### SOURCE
Mark: Absolutely none whatsoever. I don't know if I would have been willing to work on it. I would have been too intimidated to work on it if I had realized how much of an impact we were going to have on the software community back in the 1987 time frame when I joined the SEI. So it has, it's definitely been an interesting ride over the last 13 years or so as we have changed the software world in many significant ways.

Carol: And we'll be back in a few moments after a few words from our sponsors with more of Mark Paulk and talking about the capability maturity model in software. Welcome back to Quality Plus! E-talk. This week I'm talking to my guest, Mark Paulk, who is a senior member of the technical staff of the Software Engineering Institute at Carnegie-Mellon University. Mark has been involved in the Capability Maturity Model for software for quite a number of years. And we've been talking about conceptually what does high maturity mean to the Software Engineering Institute. And I have a question for you, Mark. How does a company go from being chaotic kind of a Level 1 organization to a Level 2? Isn't there a huge investment in time and money, and how would a company even get started from this type (inaudible)

Mark: Well in a very real sense, you're right. It is an enormous investment, certainly in time and effort, perhaps to some degree in money. But the thing that we ask folks who were considering whether or not to do process improvement is whether or not they are satisfied with the status quo. If you like the way that things are working in your software organization today, then the likelihood of change is pretty dim. So the very first thing that we want to probe into is whether or not there is sufficient dissatisfaction with the way things currently are so that you're willing to actually change your behavior. And if you're, you know, pretty satisfied with the way that things are, nothing is going to change.

### GOAL
Extract the entire interview excerpt above about the Capability Maturity Model for software, reproducing it word for word. The items come from a source other than the interview excerpt.

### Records
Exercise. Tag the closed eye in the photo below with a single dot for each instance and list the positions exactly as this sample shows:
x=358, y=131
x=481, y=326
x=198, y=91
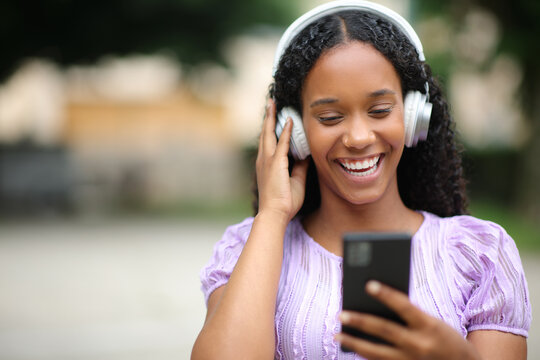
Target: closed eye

### OUTPUT BELOW
Mark: Absolutely none whatsoever. I don't know if I would have been willing to work on it. I would have been too intimidated to work on it if I had realized how much of an impact we were going to have on the software community back in the 1987 time frame when I joined the SEI. So it has, it's definitely been an interesting ride over the last 13 years or so as we have changed the software world in many significant ways.

Carol: And we'll be back in a few moments after a few words from our sponsors with more of Mark Paulk and talking about the capability maturity model in software. Welcome back to Quality Plus! E-talk. This week I'm talking to my guest, Mark Paulk, who is a senior member of the technical staff of the Software Engineering Institute at Carnegie-Mellon University. Mark has been involved in the Capability Maturity Model for software for quite a number of years. And we've been talking about conceptually what does high maturity mean to the Software Engineering Institute. And I have a question for you, Mark. How does a company go from being chaotic kind of a Level 1 organization to a Level 2? Isn't there a huge investment in time and money, and how would a company even get started from this type (inaudible)

Mark: Well in a very real sense, you're right. It is an enormous investment, certainly in time and effort, perhaps to some degree in money. But the thing that we ask folks who were considering whether or not to do process improvement is whether or not they are satisfied with the status quo. If you like the way that things are working in your software organization today, then the likelihood of change is pretty dim. So the very first thing that we want to probe into is whether or not there is sufficient dissatisfaction with the way things currently are so that you're willing to actually change your behavior. And if you're, you know, pretty satisfied with the way that things are, nothing is going to change.